▸ Exercise: From the data below, tally each line that has "guava" in it, then give that tally without comment.

┄┄┄┄┄┄┄┄┄┄

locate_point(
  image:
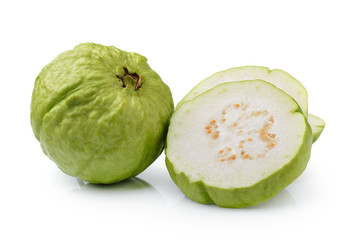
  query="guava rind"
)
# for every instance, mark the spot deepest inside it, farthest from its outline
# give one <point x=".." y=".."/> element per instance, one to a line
<point x="279" y="78"/>
<point x="317" y="126"/>
<point x="89" y="124"/>
<point x="240" y="197"/>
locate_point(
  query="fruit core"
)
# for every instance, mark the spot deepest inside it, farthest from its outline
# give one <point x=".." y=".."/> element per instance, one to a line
<point x="132" y="76"/>
<point x="243" y="134"/>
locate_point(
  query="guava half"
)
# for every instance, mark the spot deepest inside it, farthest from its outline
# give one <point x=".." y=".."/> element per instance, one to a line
<point x="317" y="126"/>
<point x="101" y="114"/>
<point x="279" y="78"/>
<point x="237" y="144"/>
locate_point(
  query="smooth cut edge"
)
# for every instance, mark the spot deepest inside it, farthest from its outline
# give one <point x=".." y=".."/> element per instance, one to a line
<point x="204" y="198"/>
<point x="269" y="71"/>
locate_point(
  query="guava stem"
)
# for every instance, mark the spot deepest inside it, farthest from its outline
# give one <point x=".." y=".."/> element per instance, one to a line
<point x="133" y="76"/>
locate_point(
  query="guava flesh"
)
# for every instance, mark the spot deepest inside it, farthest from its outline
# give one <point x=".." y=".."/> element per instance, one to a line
<point x="101" y="114"/>
<point x="238" y="144"/>
<point x="279" y="78"/>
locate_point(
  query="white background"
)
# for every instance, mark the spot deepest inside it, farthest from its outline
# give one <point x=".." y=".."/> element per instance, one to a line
<point x="185" y="41"/>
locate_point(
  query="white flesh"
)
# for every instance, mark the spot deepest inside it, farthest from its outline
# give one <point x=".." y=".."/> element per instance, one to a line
<point x="277" y="77"/>
<point x="249" y="108"/>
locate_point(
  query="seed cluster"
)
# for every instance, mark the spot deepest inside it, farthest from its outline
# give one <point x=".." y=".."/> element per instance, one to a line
<point x="244" y="138"/>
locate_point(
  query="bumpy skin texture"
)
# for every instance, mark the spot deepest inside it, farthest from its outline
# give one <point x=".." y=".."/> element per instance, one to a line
<point x="247" y="196"/>
<point x="92" y="126"/>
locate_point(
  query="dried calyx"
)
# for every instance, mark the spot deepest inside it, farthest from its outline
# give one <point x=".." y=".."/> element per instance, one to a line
<point x="132" y="76"/>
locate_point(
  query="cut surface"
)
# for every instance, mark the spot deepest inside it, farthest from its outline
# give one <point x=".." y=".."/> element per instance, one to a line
<point x="317" y="126"/>
<point x="235" y="134"/>
<point x="279" y="78"/>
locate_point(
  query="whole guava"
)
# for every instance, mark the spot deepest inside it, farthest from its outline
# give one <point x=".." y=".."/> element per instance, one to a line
<point x="100" y="113"/>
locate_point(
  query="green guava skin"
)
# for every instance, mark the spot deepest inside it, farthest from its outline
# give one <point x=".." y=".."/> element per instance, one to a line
<point x="199" y="88"/>
<point x="253" y="73"/>
<point x="317" y="126"/>
<point x="262" y="191"/>
<point x="92" y="121"/>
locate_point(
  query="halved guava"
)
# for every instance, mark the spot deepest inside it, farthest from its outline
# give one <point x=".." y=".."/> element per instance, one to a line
<point x="317" y="126"/>
<point x="237" y="144"/>
<point x="279" y="78"/>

┄┄┄┄┄┄┄┄┄┄

▸ Answer box: 7